* [Tasks to complete]
- 1) Answer these questions about the hotel bathroom scene:
(a) What suite number does Rob give when he calls for the engineer?
(b) What does the housekeeper say the hotel will do if Rob breaks down the door?
(c) Who turn out to be the more urgent job keeping the engineer busy?
- 2) Proceed with the hotel bathroom scene, picking up right after Rob's last line through the door and keeping the same script format.

LAURA: I can’t reach the doorknob…
MAID: Why not?
ROB: She’s stuck!  May I? Please?
(The maid gives Rob as a look as he switches places with her again)
MAID: Look, why can’t your wife open the door from the other side?
ROB: Because she’s stuck in the tub…
MAID: And she calls me stupid…

Rob asks the maid if that’s the only key, and she snaps “That’s it, Ace…” so he decides to break down the door, only to be informed by the housekeeper that the hotel will charge him for it.  So he instructs the maid to keep at the door while he tries to get hotel maintenance on the phone:

ROB (on the phone): Hello?  May I have the engineer, please?
LAURA (inside the bathroom): Maybe you’ve got the key in upside down, darling…
MAID (snappish): I know how to use a key, dearie…
LAURA: Sorry…
ROB (on phone): Hello?  This is Suite 17-C…engineer?  Could you come up and see if you can open up a locked bathroom door for us?  No, no…the housekeeper sent up the maid with the wrong key…
MAID: It’s the right key!  It’s your door!
ROB: It’s not my door…
MAID: Well, when you bust it down it will be…look, I’ve got beds to turn down…
ROB: Hold on just a minute… (To the maid) Turn ‘em down, I’ve got the engineer now… (Back to the phone) Hello?
MAID (muttering as she walks out of the room): She gets stuck in the bathroom…he paints on moustaches…they’re a great match!

Rob stresses to the engineer that Laura’s being trapped in the bathroom is an emergency and when he’s told that the engineer has bigger fish to fry (we later find out that there are some people stuck in the hotel elevator) he becomes frustrated and threatens to break down the door again.  (Freeman’s maid comes in briefly because she’s forgotten her bed linen and upon hearing Rob’s threats once again reiterates: “They’ll charge you for it!”  “So let ‘em!” Rob shoots back.)

ROB (through the door): Honey, how do you feel?

[Records contained in a dataset]
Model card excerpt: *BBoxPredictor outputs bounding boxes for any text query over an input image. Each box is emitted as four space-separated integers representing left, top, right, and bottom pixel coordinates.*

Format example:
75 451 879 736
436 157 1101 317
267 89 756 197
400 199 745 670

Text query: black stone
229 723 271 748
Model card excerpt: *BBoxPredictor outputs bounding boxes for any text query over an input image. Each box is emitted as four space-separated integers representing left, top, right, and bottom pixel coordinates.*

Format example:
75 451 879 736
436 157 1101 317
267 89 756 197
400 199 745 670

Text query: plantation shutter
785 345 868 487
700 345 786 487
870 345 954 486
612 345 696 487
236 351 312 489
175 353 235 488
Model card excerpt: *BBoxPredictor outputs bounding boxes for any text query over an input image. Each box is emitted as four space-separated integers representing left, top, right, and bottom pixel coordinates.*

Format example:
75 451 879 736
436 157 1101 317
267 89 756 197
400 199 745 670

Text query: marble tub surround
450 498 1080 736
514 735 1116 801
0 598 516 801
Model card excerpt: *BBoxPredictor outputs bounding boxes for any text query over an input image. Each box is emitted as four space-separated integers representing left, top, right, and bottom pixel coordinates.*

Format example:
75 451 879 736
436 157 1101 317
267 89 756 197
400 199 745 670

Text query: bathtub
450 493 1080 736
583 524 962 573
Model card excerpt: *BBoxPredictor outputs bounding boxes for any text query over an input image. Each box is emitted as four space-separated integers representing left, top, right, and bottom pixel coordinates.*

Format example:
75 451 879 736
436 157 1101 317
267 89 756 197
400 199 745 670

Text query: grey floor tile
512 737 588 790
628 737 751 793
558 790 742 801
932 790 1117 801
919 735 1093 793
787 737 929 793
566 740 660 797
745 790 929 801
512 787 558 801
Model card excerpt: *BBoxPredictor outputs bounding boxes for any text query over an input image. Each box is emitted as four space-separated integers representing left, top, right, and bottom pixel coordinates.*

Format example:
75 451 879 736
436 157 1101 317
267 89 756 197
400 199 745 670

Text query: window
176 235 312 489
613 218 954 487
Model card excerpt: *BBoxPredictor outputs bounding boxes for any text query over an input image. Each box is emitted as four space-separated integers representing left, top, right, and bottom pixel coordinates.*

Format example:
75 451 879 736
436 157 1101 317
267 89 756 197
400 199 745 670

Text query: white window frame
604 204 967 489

* [Responses in order]
- 1)
(a) Suite 17-C.
(b) The hotel will charge him for it.
(c) Some people stuck in the hotel elevator.

- 2)
LAURA: Waterlogged…
ROB: Well, why don’t you let the water out of the tub?
LAURA: Too chilly in here…
ROB: Well…can’t you put your robe on?
LAURA: Nope…can’t reach it…
ROB: Well, how…how about draping some towels around you?
LAURA: What towels?
ROB (after a slight pause): Laura, I’m gonna bust down the door…
LAURA: Oh, Rob…isn’t that kind of drastic?
ROB: You want to get out, don’t ya?
LAURA: Well, not at the expense of a broken husband

Rob assures Laura that he’s not going to hurt himself because “there’s a technique to these things…” (He then mumbles to himself: “I wish I knew what it was.”)  He gets a running start from the other side of the room but before he hits the door Laura begs for him to stop because there’s a full-length mirror on the other side of the door and she’s afraid that she’ll be cut by the flying glass when it falls off from the impact.  Rob’s solution to this is to ask Laura to cover herself with the bathmat, and he’s off to the races again.  He hits the door and conjures up a beautifully contorted facial expression of excruciating pain, which is made even funnier when Laura asks through the door: “Did you hit it yet?”  Rob has a total of three tries at the door but the wood refuses to give way…the last try results in a loud crash inside the bathroom, where he’s informed that he knocked the mirror off the door.

Rob is all set to bruise himself a fourth time despite Laura’s fear that when he comes crashing through the door he’ll injure himself on the broken glass scattered over the bathroom floor.  He never gets to complete Try #4 because Bruce the Bellboy has arrived on the scene with the hotel detective (Bernard “Dr. Bombay” Fox), who’s brandishing a pistol:

ROB: Who are you?
DETECTIVE: The house detective!
BRUCE: You see, there’s that phony moustache—he’s a nut!
ROB: Now wait just a minute…
DETECTIVE: Get away from that door or I’ll blow you up…
BRUCE: And he’s not kiddin’!
LAURA (inside): What’s going on?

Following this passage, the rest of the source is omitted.